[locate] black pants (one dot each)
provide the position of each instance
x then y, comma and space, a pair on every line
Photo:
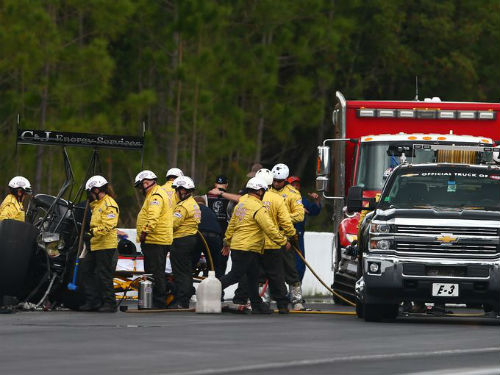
245, 264
181, 258
290, 267
98, 268
155, 260
271, 265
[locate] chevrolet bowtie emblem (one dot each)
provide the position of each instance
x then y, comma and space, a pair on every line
446, 238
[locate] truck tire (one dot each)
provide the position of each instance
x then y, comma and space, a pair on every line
379, 312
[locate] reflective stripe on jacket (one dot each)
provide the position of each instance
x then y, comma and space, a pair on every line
249, 225
170, 193
11, 208
155, 218
293, 202
187, 216
103, 223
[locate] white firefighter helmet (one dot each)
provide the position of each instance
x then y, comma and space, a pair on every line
174, 172
496, 157
280, 171
256, 183
20, 182
266, 175
183, 182
144, 175
95, 181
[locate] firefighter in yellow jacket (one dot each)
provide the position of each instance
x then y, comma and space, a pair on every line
293, 201
187, 216
271, 262
246, 237
99, 264
12, 206
172, 174
154, 232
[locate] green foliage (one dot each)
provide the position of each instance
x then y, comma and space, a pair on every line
222, 84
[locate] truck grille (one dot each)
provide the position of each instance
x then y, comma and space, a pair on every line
471, 231
477, 243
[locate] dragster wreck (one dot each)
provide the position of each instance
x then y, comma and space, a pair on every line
37, 257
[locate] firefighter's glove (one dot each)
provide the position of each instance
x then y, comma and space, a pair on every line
294, 240
87, 236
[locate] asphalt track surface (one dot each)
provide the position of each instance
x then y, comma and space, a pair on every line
65, 342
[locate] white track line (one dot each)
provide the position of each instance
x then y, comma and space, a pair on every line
462, 371
308, 362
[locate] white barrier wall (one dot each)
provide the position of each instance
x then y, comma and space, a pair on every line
318, 254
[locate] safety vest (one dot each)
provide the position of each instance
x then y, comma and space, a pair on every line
155, 218
249, 225
11, 208
293, 202
103, 223
187, 216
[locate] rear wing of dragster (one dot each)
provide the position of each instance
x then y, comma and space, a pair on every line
73, 139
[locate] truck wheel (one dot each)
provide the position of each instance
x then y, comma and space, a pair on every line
359, 309
378, 312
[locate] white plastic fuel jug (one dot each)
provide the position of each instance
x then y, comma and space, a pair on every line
208, 295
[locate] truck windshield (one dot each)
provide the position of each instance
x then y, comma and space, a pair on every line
374, 164
376, 161
444, 188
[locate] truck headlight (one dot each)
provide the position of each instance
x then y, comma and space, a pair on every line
380, 244
351, 237
381, 228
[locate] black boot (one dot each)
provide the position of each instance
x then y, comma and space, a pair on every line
283, 309
89, 307
107, 308
261, 308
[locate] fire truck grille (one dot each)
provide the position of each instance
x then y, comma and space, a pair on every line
462, 242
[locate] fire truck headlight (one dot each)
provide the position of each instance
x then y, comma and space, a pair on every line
351, 237
382, 228
380, 244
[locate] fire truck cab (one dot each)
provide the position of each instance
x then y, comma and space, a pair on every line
374, 137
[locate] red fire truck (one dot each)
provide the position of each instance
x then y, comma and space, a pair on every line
370, 139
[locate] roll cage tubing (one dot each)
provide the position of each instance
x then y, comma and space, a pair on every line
72, 139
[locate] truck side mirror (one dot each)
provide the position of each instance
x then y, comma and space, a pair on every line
355, 199
323, 161
322, 183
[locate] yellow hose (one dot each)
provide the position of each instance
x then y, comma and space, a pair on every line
321, 281
321, 312
208, 252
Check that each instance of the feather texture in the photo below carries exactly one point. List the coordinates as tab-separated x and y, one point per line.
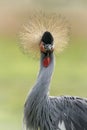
39	22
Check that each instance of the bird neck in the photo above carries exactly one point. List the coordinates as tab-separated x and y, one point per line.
41	87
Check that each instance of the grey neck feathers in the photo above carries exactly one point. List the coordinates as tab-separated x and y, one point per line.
38	96
41	86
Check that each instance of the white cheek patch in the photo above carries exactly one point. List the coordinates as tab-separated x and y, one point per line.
61	126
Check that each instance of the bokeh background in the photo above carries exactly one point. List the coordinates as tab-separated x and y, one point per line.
18	71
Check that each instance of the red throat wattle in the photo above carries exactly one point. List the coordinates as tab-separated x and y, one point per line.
46	61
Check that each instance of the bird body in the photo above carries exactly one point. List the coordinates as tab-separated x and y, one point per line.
47	33
53	113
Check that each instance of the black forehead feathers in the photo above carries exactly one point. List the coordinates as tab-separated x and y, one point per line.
47	38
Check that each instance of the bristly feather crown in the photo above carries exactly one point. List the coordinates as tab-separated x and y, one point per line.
38	23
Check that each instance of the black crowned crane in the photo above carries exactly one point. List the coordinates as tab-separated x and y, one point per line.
41	111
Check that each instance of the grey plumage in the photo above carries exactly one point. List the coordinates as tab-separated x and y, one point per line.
47	113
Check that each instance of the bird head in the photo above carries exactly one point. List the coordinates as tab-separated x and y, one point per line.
46	44
47	47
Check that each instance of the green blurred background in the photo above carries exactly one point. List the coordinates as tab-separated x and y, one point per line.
18	71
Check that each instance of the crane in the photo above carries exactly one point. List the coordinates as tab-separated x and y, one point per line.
44	112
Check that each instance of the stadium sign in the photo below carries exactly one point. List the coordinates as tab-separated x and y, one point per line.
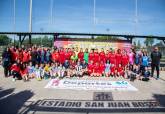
99	104
90	85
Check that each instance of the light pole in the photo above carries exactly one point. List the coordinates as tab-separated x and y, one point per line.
41	29
107	32
30	17
51	11
14	22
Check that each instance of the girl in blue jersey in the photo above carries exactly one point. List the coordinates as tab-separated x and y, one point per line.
107	68
145	60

What is being asked:
Would you write each entry out again exactly, omitting the images?

Result of this task:
[locate] black pants (one dot each)
provide the position of each instance
x then y, comma and space, a pair on every line
Photo:
245, 264
181, 258
290, 267
98, 268
155, 260
271, 265
[locate] chevrolet bowtie emblem (one dot each)
provide the position of each instance
x then y, comma and space, a pair on every line
446, 238
[locate] truck tire (one dot each)
provide the position of each instance
x then y, comma and space, a pair on every line
379, 312
[locate] reflective stripe on jacket (one dot each)
provide the position of each instance
x then y, comma and space, a pair on every line
249, 225
170, 193
11, 208
155, 218
293, 202
187, 216
103, 223
[locate] white firefighter helmet (one dot each)
provide the position of each instance
x then y, comma and space, a pair on every line
174, 172
496, 157
280, 171
256, 183
20, 182
266, 175
183, 182
144, 175
95, 181
[locate] firefighter in yellow jacket (one dot each)
provide the position of each instance
x then y, comma and space, a pair on every line
293, 201
187, 216
271, 262
246, 237
99, 264
12, 206
172, 174
154, 232
[locate] green foliage (one dot each)
provide the position of each instance
x then y, comma and space, a pair on every line
222, 84
[locate] truck grille (one dot each)
provide the position of each instance
x then y, comma and space, a pair on every line
471, 231
477, 243
[locate] dragster wreck (one dot each)
provide the position of each instance
x then y, comma and space, a pair on every line
37, 257
[locate] firefighter's glove (one dot each)
provide the position of each instance
x then y, comma and space, a pair on every line
294, 240
87, 236
[locate] asphalt track surface (one dot each)
provide the position of each instance
x then y, comma and space, a pair on every line
65, 342
[locate] white track line (one dot each)
provide the position of each instance
x then y, comma and space, a pair on every line
462, 371
308, 362
[locate] white barrier wall (one dot each)
provide the position of each instance
x then y, comma and space, a pair on every line
318, 254
[locate] safety vest (one dot each)
provide the position of each instance
x then y, comma and space, a pair on every line
155, 218
249, 225
11, 208
293, 202
103, 223
187, 216
[locate] rear wing of dragster (one dot each)
provide the position of each instance
x then y, comma and space, a pair on every line
73, 139
[locate] truck wheel (one dot each)
provide the position of each instance
x then y, comma and space, a pair on every line
359, 309
378, 312
[locate] white plastic fuel jug (one dot each)
provide the position of each instance
x then y, comma and space, a pair on every line
208, 295
[locate] truck windshield (one dot each)
provide the position of each instance
x then y, comma and space, a pair on every line
374, 164
376, 161
444, 188
[locate] truck headlight (one dot each)
provide the position of each instance
x then y, comma and space, a pair on every line
380, 244
351, 237
381, 228
[locate] black boot (one dot each)
provide the position of each instance
x then y, comma and space, a pair on every line
283, 309
89, 307
107, 308
261, 308
[locate] fire truck grille (one dot each)
provide the position of each instance
x then y, comma and space, a pair on every line
462, 242
[locate] fire truck headlight (one dot each)
provide the position of each instance
x then y, comma and space, a pair on every line
351, 237
382, 228
380, 244
[locate] fire truck cab (one dot each)
provide the position of each instance
x then y, comma and space, a pair on every line
374, 137
[locate] red fire truck (one dot each)
provide the position of each instance
x then y, comma and space, a pair on every line
370, 139
[locate] roll cage tubing (one dot each)
provide the position of each instance
x then y, comma and space, a pair on every line
72, 139
[locate] truck side mirror (one dot each)
provide the position of each instance
x then y, comma and space, a pair on every line
355, 199
323, 161
322, 183
[locate] yellow hose (one dot each)
provide the position of each instance
x then y, comma and space, a pair on every line
321, 281
321, 312
208, 252
Check that each instance of the feather texture in the photo below carries exactly one point. List the coordinates as tab-separated x and y, one point per line.
39	22
Check that each instance of the bird neck in the photo above carries exactly one point. List the coordinates as tab-separated x and y, one point per line.
41	87
Check that each instance of the grey neck feathers in the photo above carries exactly one point. List the coordinates as tab-separated x and y, one point per line.
38	96
41	86
Check that each instance of the white cheek patch in the photo above carries exactly one point. List the coordinates as tab-separated x and y, one point per line.
61	126
Check that each instance of the bokeh background in the photo above carries exactly one point. List the coordinates as tab-separated x and y, one point per line.
18	71
Check that each instance of the red throat wattle in the photo above carries exactly one point. List the coordinates as tab-separated x and y, one point per line.
46	61
Check that each instance of the bird body in the photo above carries exactly one point. List the coordinates as tab-separated x and y, one point per line.
47	33
53	113
Check that each instance of the black forehead feathers in the photo above carries exactly one point. List the coordinates as tab-separated x and y, one point per line.
47	38
Check that each instance of the bristly feather crown in the photo above carries exactly one point. List the coordinates as tab-separated x and y, one point per line.
38	23
Check that each instance of the black crowned crane in the photo above carries exactly one point. List the coordinates as tab-separated x and y, one point per line.
41	111
Check that each instance of the grey plumage in the photo above carries exactly one point. List the coordinates as tab-separated x and y, one point per line.
47	113
Check that each instance of the bird head in the photo above carries exactly one point. List the coordinates as tab-separated x and y, one point per line.
46	44
47	47
Check that each instance of the green blurred background in the photo above carries exactly one point. List the coordinates as tab-separated x and y, one point per line.
18	71
Check that each instance of the crane in the photo above carries exactly one point. List the coordinates as tab-separated x and y, one point per line.
44	112
Check that each instance of the stadium sign in the photo below carries exactly one point. List the coordinates as tab-separated x and y, one point per line.
99	104
90	85
Check that each instance of the light pole in the photo above carries exactly one point. List the coordinates as tab-separated x and y, one point per line.
41	29
107	32
30	17
51	11
14	22
Check that each instance of the girl in blue jersey in the photo above carries exactly one point. List the coordinates as tab-separated x and y, one point per line.
107	68
145	60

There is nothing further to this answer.